**THE EXERCISE:** Recast the lines of the rows below as a Markdown table with the columns "Number" and "Line", numbering each line in order and skipping blank lines. Leave the pictures out of the table.
==== EXERCISE INPUTS ====
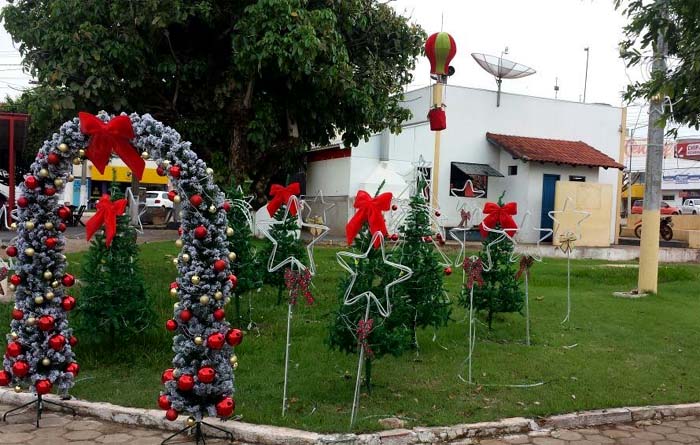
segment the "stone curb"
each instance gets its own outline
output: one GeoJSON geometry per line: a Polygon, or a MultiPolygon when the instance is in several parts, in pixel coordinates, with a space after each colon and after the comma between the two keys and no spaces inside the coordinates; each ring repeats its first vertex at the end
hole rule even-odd
{"type": "MultiPolygon", "coordinates": [[[[15,393],[0,388],[0,403],[20,405],[31,401],[30,393],[15,393]]],[[[54,395],[45,396],[48,400],[61,402],[74,408],[81,416],[135,425],[155,427],[165,431],[182,428],[186,416],[170,422],[161,410],[128,408],[111,403],[87,402],[71,399],[60,400],[54,395]]],[[[46,409],[54,409],[46,405],[46,409]]],[[[318,434],[292,428],[269,425],[255,425],[245,422],[219,422],[218,419],[205,419],[233,434],[236,441],[248,444],[274,445],[414,445],[449,443],[457,440],[526,434],[534,431],[557,428],[586,428],[598,425],[631,423],[643,420],[668,419],[674,417],[700,416],[700,403],[681,405],[658,405],[631,408],[611,408],[577,413],[562,414],[538,420],[513,417],[495,422],[460,424],[449,427],[415,427],[413,429],[393,429],[371,434],[318,434]]],[[[215,433],[214,430],[209,430],[215,433]]],[[[209,432],[208,431],[208,432],[209,432]]],[[[213,436],[217,434],[212,434],[213,436]]],[[[220,437],[220,435],[219,435],[220,437]]]]}

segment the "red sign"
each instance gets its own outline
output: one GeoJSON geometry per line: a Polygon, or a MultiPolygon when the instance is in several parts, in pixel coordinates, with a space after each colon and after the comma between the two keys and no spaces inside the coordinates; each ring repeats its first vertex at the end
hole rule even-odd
====
**OUTPUT FOR THIS TASK:**
| Number | Line |
|---|---|
| 1 | segment the "stone curb" |
| 2 | each instance gets its own outline |
| 3 | output: one GeoJSON geometry per line: a Polygon, or a MultiPolygon when the instance is in several parts, in pixel coordinates, with a space after each colon and after the comma between the two keys and no spaces inside the coordinates; each ring repeats its first vertex at the end |
| 4 | hole rule even-odd |
| 5 | {"type": "MultiPolygon", "coordinates": [[[[15,393],[0,388],[0,403],[20,405],[31,401],[30,393],[15,393]]],[[[54,395],[45,396],[48,400],[61,402],[74,408],[81,416],[135,425],[155,427],[165,431],[182,428],[186,416],[170,422],[161,410],[128,408],[111,403],[87,402],[71,399],[60,400],[54,395]]],[[[46,409],[54,409],[46,405],[46,409]]],[[[318,434],[292,428],[269,425],[255,425],[245,422],[219,422],[218,419],[205,419],[233,434],[236,441],[248,444],[274,445],[414,445],[449,443],[457,440],[526,434],[534,431],[557,428],[586,428],[598,425],[631,423],[643,420],[668,419],[674,417],[700,416],[700,403],[681,405],[658,405],[631,408],[611,408],[577,413],[562,414],[538,420],[513,417],[495,422],[460,424],[449,427],[415,427],[413,429],[393,429],[371,434],[318,434]]],[[[215,433],[214,430],[209,430],[215,433]]],[[[209,432],[208,431],[208,432],[209,432]]],[[[213,436],[217,434],[212,434],[213,436]]],[[[220,437],[220,435],[219,435],[220,437]]]]} |
| 6 | segment the "red sign" |
| 7 | each instance gets its own outline |
| 8 | output: one GeoJSON geometry per line: a Polygon, or a MultiPolygon when the instance is in several parts, in pixel coordinates, with a space after each colon and after the comma between the two keys and no spaces inside the coordinates; each ring repeats its first vertex at the end |
| 9 | hole rule even-odd |